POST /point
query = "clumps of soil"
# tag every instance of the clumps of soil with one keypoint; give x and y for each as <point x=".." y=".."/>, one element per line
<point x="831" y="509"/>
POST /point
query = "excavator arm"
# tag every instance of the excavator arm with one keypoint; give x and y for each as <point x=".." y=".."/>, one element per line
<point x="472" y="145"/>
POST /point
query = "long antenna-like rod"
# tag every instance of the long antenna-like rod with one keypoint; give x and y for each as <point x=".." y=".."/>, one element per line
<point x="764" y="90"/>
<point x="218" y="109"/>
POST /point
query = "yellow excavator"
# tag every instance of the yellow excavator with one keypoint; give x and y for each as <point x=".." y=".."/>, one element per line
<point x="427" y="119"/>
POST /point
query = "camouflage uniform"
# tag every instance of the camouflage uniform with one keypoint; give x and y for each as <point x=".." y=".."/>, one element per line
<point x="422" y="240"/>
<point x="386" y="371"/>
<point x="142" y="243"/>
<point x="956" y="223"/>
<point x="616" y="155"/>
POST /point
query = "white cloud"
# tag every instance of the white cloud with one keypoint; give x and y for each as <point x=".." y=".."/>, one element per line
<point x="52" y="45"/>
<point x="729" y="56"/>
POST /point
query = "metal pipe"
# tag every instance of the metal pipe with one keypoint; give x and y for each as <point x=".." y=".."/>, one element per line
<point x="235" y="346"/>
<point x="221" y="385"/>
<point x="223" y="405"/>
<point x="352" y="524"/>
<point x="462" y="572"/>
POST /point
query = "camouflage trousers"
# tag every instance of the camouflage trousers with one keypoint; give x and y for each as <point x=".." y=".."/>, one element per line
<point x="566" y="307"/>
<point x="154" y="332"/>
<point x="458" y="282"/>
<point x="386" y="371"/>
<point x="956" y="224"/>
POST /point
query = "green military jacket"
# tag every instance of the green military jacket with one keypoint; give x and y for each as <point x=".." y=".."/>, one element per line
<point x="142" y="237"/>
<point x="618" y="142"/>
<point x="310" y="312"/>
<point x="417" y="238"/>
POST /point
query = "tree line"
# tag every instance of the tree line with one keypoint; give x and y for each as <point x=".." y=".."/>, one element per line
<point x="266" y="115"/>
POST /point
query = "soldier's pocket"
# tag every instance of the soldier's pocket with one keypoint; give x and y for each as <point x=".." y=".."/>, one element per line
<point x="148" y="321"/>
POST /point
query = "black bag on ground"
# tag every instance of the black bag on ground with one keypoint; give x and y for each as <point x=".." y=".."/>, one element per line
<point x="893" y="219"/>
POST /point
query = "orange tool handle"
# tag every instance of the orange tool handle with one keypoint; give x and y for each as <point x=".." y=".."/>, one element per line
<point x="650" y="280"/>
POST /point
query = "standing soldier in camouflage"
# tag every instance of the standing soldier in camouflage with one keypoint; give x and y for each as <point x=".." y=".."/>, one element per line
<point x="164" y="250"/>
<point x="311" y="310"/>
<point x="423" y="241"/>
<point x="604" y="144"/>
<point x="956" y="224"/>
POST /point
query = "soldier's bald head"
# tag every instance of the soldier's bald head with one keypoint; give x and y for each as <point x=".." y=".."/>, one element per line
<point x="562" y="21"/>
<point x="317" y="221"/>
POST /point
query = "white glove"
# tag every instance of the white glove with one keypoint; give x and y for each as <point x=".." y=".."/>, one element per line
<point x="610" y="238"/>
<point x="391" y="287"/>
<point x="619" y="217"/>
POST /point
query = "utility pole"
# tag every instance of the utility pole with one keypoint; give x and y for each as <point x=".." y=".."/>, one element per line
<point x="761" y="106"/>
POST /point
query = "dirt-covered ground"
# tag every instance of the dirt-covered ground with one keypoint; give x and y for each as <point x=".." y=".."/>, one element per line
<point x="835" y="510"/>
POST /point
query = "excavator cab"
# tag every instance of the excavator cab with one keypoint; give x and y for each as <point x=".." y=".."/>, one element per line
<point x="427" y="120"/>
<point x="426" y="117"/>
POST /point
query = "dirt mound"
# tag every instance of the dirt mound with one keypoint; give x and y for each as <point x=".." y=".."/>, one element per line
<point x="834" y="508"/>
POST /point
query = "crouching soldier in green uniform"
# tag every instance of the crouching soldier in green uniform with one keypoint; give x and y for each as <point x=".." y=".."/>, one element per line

^^^^

▶ [PROBLEM]:
In the material above, find each line that has the string "crouching" and return it.

▶ [EXPECTED OUTPUT]:
query = "crouching soldier in green uniform"
# tag every instance of the crouching soldier in green uniform with one keypoint; give x and y for each as <point x=".." y=".."/>, one element per line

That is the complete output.